* **EXERCISE GOAL**
Work out how many lines in the data hold the word "segment", and reply with that number only.

* **RECORDS TO USE**
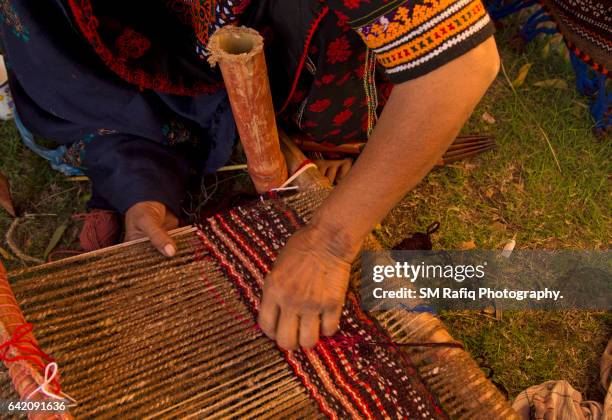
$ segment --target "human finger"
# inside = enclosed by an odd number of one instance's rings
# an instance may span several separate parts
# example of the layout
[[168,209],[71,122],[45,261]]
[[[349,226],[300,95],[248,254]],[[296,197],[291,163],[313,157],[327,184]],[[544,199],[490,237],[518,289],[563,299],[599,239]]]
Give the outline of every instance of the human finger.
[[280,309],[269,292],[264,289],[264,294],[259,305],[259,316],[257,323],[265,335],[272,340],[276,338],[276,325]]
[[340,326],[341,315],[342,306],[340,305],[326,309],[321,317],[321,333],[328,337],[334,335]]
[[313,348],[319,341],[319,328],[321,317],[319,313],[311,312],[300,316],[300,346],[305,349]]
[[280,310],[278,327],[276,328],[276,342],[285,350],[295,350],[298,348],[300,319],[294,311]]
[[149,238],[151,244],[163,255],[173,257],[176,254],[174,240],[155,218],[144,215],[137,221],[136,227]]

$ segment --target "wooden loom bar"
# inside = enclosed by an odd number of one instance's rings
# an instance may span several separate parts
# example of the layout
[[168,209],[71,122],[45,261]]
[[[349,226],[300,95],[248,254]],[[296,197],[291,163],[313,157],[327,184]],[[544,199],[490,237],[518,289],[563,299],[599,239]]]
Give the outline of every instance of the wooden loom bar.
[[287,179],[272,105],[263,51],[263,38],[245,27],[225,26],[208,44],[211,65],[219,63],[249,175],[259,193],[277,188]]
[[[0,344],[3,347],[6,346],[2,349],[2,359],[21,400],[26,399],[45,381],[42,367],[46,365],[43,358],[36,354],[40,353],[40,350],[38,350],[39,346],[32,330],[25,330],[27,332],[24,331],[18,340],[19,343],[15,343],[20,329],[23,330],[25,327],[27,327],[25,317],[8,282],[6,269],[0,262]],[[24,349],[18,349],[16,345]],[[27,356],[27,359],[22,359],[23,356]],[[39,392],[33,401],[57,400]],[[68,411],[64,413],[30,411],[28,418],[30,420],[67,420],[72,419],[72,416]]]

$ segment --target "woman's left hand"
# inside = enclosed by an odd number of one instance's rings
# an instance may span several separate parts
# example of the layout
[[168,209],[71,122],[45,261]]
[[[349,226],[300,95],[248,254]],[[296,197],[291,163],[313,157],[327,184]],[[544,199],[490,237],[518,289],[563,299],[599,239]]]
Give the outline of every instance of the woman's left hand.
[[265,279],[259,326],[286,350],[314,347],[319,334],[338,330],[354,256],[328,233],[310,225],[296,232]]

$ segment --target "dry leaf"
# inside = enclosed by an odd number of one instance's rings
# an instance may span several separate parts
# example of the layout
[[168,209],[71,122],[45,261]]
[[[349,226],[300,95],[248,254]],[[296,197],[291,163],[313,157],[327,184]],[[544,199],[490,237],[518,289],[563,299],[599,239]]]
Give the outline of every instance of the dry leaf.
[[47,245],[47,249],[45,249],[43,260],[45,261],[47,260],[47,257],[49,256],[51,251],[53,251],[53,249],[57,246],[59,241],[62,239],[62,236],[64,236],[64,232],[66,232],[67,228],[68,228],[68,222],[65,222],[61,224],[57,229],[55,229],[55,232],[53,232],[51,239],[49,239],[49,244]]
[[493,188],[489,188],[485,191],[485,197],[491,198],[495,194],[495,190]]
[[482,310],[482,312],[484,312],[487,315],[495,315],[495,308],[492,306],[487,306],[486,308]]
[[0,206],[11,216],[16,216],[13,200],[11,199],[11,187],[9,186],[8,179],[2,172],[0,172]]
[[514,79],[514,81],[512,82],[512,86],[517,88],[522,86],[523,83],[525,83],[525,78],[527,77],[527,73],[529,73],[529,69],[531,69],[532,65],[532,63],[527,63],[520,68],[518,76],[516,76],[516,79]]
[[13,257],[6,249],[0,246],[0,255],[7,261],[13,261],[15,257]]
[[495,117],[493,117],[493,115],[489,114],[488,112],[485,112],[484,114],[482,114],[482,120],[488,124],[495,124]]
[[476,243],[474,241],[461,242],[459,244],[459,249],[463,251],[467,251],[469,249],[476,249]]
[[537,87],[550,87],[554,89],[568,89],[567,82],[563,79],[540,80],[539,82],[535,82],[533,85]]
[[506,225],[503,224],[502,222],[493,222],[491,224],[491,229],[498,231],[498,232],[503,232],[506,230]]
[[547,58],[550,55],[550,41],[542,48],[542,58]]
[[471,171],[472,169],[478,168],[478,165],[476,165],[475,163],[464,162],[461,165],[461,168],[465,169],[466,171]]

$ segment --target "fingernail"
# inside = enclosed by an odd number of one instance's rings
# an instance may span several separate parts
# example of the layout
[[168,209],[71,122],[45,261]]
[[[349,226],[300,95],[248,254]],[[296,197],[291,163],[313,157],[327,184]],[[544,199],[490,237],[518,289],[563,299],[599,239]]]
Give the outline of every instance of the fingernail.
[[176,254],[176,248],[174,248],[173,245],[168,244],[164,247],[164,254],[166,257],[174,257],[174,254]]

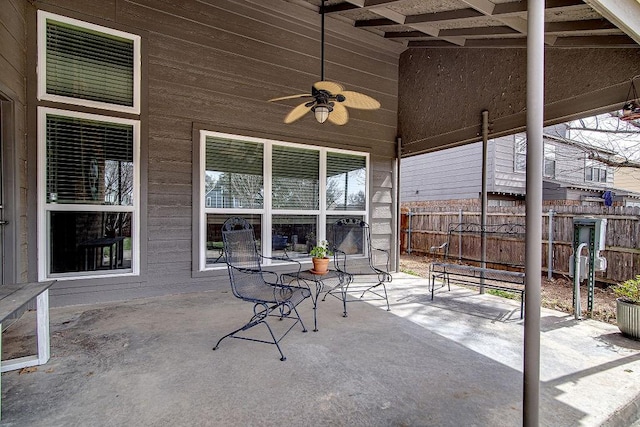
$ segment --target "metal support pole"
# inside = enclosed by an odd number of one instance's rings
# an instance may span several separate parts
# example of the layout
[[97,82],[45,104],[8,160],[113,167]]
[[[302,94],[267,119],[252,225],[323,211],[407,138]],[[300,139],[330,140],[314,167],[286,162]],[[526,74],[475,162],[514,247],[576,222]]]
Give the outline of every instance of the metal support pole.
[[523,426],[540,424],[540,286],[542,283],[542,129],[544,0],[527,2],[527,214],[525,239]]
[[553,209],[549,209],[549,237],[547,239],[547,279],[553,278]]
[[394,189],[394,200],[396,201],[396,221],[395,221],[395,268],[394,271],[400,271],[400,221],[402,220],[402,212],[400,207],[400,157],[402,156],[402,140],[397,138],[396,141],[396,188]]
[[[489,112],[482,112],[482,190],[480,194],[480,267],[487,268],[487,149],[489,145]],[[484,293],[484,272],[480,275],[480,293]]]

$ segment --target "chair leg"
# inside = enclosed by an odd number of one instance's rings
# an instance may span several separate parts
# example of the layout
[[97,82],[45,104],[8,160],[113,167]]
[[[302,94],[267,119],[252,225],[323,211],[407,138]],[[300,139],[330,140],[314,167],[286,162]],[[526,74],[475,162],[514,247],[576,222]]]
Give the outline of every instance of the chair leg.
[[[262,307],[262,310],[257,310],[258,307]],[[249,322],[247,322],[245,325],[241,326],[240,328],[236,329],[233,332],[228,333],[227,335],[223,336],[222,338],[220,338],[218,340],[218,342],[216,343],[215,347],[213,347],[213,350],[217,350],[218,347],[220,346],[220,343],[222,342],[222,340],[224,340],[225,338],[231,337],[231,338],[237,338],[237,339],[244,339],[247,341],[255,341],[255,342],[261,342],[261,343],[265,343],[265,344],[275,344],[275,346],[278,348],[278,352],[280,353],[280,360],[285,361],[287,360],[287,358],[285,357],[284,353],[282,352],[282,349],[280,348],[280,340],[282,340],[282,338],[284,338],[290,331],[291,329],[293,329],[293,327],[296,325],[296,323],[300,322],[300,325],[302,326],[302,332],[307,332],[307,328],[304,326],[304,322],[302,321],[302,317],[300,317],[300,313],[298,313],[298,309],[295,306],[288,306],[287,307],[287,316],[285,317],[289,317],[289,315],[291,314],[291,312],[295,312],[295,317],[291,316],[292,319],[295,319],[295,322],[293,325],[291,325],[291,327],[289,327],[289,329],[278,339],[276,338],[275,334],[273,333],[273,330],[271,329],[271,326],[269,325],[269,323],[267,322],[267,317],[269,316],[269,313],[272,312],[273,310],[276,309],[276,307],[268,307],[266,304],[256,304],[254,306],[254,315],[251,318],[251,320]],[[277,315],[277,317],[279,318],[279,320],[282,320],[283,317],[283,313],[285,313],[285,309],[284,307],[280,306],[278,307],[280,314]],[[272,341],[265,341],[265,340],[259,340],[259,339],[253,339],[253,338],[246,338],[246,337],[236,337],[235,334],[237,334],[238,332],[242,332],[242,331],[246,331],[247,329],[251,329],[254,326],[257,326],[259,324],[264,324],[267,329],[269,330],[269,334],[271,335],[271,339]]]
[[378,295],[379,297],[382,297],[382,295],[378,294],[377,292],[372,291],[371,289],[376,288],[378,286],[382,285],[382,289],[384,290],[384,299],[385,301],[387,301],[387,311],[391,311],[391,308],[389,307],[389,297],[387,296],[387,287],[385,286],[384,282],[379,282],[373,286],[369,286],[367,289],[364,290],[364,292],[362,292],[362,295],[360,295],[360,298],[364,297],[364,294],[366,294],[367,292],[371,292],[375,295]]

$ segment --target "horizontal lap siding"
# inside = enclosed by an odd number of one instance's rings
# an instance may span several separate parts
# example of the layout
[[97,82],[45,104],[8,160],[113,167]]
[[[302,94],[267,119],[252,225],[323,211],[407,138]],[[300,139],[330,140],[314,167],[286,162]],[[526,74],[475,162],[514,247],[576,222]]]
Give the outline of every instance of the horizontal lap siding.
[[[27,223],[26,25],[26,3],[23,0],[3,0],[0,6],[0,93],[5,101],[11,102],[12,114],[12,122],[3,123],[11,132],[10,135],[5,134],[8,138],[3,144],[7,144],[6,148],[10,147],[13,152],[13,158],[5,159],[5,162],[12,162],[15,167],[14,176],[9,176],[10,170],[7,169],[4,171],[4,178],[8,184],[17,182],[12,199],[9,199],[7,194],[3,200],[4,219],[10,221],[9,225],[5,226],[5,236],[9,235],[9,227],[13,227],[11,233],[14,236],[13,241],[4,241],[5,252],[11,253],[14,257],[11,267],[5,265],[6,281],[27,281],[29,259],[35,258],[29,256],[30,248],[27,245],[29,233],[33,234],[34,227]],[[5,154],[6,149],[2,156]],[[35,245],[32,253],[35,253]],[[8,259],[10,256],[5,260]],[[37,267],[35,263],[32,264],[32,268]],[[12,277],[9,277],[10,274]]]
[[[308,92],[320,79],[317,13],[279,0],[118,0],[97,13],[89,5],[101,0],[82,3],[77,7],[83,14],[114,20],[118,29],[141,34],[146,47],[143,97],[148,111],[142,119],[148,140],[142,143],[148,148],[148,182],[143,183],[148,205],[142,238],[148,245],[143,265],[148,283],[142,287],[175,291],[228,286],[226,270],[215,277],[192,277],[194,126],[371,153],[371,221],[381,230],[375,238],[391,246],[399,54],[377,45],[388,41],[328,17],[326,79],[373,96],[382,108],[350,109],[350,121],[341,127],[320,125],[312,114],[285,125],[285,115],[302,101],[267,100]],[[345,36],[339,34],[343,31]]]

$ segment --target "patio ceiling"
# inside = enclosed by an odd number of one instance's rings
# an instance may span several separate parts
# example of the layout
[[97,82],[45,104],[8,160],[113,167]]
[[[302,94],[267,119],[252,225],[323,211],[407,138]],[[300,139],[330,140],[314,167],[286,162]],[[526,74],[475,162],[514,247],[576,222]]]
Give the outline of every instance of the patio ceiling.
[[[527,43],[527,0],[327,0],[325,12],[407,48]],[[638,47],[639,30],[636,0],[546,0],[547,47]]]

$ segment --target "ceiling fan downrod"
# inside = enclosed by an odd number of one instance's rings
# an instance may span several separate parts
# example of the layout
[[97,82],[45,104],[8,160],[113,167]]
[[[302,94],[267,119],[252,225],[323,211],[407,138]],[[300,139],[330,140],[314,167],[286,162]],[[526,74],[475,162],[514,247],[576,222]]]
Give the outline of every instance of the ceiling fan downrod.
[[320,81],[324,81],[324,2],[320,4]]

* **WRITTEN ANSWER**
10